*Task goal:*
Can you reproduce every one of the rows below word for word, changing nothing?

+++ Records supplied +++

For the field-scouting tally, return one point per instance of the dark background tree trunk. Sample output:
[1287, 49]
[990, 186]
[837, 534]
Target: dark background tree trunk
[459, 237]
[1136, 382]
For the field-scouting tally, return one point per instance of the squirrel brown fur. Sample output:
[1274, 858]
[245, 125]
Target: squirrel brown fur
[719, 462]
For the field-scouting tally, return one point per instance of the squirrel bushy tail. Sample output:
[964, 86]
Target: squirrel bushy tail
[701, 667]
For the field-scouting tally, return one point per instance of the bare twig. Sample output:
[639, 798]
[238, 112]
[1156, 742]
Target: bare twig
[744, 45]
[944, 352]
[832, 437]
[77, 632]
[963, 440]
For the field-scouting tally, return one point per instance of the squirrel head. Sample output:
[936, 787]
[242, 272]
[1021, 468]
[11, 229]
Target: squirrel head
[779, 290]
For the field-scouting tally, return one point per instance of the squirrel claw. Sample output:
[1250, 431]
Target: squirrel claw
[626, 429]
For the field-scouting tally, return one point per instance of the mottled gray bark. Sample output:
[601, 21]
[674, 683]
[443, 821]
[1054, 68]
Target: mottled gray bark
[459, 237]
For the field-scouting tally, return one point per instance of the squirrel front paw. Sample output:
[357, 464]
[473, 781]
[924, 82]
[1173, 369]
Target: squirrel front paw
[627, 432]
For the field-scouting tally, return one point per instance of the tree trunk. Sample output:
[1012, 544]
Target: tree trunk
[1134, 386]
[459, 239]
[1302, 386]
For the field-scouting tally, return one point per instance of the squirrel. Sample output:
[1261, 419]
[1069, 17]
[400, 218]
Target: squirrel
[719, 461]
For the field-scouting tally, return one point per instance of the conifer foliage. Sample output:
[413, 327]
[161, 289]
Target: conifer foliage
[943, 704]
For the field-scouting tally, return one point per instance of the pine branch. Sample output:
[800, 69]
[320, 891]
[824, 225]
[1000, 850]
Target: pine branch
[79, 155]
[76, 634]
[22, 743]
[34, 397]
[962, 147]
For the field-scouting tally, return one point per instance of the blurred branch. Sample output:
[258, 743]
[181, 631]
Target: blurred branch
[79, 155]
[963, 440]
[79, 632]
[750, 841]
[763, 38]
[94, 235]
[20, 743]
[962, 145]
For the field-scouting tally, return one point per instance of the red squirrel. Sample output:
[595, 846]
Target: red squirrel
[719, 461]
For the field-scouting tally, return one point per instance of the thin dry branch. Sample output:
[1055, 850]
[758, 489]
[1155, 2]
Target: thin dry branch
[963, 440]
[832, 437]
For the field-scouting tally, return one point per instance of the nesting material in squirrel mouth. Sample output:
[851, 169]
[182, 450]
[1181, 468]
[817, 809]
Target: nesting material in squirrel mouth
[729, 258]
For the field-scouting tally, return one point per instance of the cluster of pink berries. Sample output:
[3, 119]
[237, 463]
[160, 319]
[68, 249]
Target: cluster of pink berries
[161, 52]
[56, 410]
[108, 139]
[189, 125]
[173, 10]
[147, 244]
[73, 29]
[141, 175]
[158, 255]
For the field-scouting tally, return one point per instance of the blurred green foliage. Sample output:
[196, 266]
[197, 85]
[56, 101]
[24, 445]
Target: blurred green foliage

+++

*Problem solution:*
For the field-scouting tally, return one point per instance of the dark background tree trunk. Sample output:
[1287, 49]
[990, 186]
[837, 534]
Target: dark background tree trunk
[459, 237]
[1136, 382]
For the field-scouting tally, return one point per instance of the squirrel brown fur. Sample output:
[1274, 858]
[245, 125]
Target: squirrel brown fur
[719, 462]
For the field-scouting tally, return one point per instance of the squirrel bushy tail. Sample output:
[964, 86]
Target: squirrel bushy tail
[701, 667]
For the field-scouting tally, return one point per instance of the bare twig. Sample output:
[639, 798]
[238, 112]
[1156, 742]
Target: bare twig
[744, 45]
[944, 352]
[832, 437]
[77, 632]
[963, 440]
For the field-scouting tally, return one point per instance of the squirrel head. Sample output:
[936, 787]
[242, 272]
[1021, 468]
[11, 229]
Target: squirrel head
[779, 290]
For the field-scouting tally, return one point per instance of the squirrel claw. Sample output:
[1250, 431]
Target: squirrel claw
[626, 429]
For the field-scouting tally, return one point per instance of the mottled gray bark. Sample output:
[601, 21]
[674, 683]
[443, 821]
[1054, 68]
Target: mottled gray bark
[459, 237]
For the field-scouting tally, return one point per instance of the squirrel front paw. Sample output:
[357, 464]
[473, 781]
[924, 82]
[1173, 369]
Target: squirrel front paw
[627, 432]
For the field-scouting tally, return one point per instance of the tree trunk. Sample output:
[1012, 544]
Target: tree trunk
[1134, 386]
[459, 239]
[1302, 386]
For the field-scouting tally, return one point per instance of the squirrel. Sample output:
[1261, 419]
[1069, 17]
[400, 218]
Target: squirrel
[719, 461]
For the field-scouting tally, return one point per instance of the conifer foliage. Sample output:
[413, 327]
[161, 289]
Target: conifer foliage
[943, 704]
For the field-scouting tally, return one point per instance of the pine branch. Sample output:
[800, 69]
[320, 891]
[824, 225]
[1000, 850]
Target: pine branch
[79, 155]
[76, 634]
[22, 743]
[34, 397]
[962, 147]
For the field-scouting tally, return one point per instance of the blurred branch. Sample output:
[258, 743]
[181, 631]
Target: blurred branch
[79, 155]
[963, 440]
[79, 632]
[750, 841]
[763, 38]
[94, 235]
[20, 743]
[962, 145]
For the field-scouting tally, return one point per instance of the red squirrel. Sample output:
[595, 846]
Target: red squirrel
[719, 461]
For the field-scouting tally, return one point per instance of the thin dry branch. Sample output:
[1055, 850]
[758, 489]
[1155, 2]
Target: thin dry branch
[963, 440]
[832, 437]
For the field-scouting tally, return one point per instance of the nesting material in squirrel mouth. Sample output:
[851, 169]
[182, 450]
[1181, 468]
[817, 809]
Target: nesting material in squirrel mouth
[729, 258]
For the field-scouting tally, return one point per instance of the cluster of pink berries. Sample output:
[3, 119]
[237, 463]
[160, 319]
[68, 249]
Target: cluster of pink berries
[161, 52]
[56, 410]
[108, 139]
[189, 125]
[173, 10]
[147, 244]
[73, 29]
[141, 175]
[158, 255]
For the field-scouting tally, return one point per instance of the blurred green foliage. Sample output:
[196, 266]
[197, 85]
[56, 101]
[24, 445]
Target: blurred green foliage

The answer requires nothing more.